▶ _What you will do_: Reproduce every one of the records below line for line, with no change to any word, number, or mark.

▶ _Stored records_:
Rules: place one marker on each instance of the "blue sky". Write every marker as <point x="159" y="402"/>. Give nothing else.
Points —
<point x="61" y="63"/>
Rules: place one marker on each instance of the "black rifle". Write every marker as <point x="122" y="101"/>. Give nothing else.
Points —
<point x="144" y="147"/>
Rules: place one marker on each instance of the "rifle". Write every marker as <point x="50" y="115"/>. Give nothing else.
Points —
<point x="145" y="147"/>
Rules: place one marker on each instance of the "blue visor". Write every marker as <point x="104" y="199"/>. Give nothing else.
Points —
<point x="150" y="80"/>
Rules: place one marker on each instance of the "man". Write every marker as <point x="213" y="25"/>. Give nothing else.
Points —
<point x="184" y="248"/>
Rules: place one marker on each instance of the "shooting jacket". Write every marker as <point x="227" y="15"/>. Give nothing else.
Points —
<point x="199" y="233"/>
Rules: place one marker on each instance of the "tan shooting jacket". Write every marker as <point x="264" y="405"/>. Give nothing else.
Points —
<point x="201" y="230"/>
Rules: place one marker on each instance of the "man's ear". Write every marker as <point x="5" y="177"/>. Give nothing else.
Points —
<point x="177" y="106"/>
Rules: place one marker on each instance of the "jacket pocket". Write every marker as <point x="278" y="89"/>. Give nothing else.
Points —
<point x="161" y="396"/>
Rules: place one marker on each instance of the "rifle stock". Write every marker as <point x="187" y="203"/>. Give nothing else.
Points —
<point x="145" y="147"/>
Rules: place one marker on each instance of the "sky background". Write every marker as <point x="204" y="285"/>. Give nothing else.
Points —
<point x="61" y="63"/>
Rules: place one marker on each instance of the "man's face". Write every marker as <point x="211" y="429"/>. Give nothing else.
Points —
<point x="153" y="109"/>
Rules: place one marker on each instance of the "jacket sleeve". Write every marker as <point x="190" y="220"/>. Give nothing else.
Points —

▶ _Task solution_:
Rules: place one marker on each instance of the "blue sky". Write every marker as <point x="159" y="402"/>. Give nothing else.
Points —
<point x="61" y="63"/>
Rules: place one marker on each instance of the "black rifle". Write every marker as <point x="122" y="101"/>. Give nothing else.
Points —
<point x="144" y="147"/>
Rules: place one marker on each instance of the "rifle". Write every marker as <point x="50" y="115"/>. Give nothing else.
Points —
<point x="145" y="147"/>
Rules: place one marker on each instance of the "blue visor". Write every marker as <point x="104" y="199"/>. Give nothing else.
Points —
<point x="150" y="80"/>
Rules: place one marker on each instance of the "man". Write every marker as <point x="213" y="25"/>. Give nothing else.
Points —
<point x="184" y="248"/>
Rules: place one marker on each instance of the "shooting jacket". Write every marker as <point x="227" y="15"/>. Give nothing else.
Points —
<point x="199" y="233"/>
Rules: place one marker on each instance of the "tan shooting jacket". Write every marker as <point x="264" y="405"/>. Give nothing else.
Points —
<point x="201" y="230"/>
Rules: place one marker on each instance of the "man's ear". Write every marker as <point x="5" y="177"/>. Give nothing else.
Points —
<point x="177" y="106"/>
Rules: place one marker on each instance of the "jacket pocket". Write every marker as <point x="278" y="89"/>. Give nothing else.
Points —
<point x="161" y="396"/>
Rules: place one marker on each instance of the "rifle stock". Write every marker as <point x="187" y="203"/>. Give nothing else.
Points —
<point x="145" y="147"/>
Rules: place one marker on each instance of the "sky background". Write every marker as <point x="204" y="285"/>. Give nothing else.
Points —
<point x="61" y="63"/>
Rules: place one marker on each instance of the "man's face". Write every marker as <point x="211" y="429"/>. Give nothing else.
Points —
<point x="153" y="109"/>
Rules: place one marker on each instance of the "jacket sleeve". Write every marker as <point x="190" y="220"/>. Give nothing else.
Points —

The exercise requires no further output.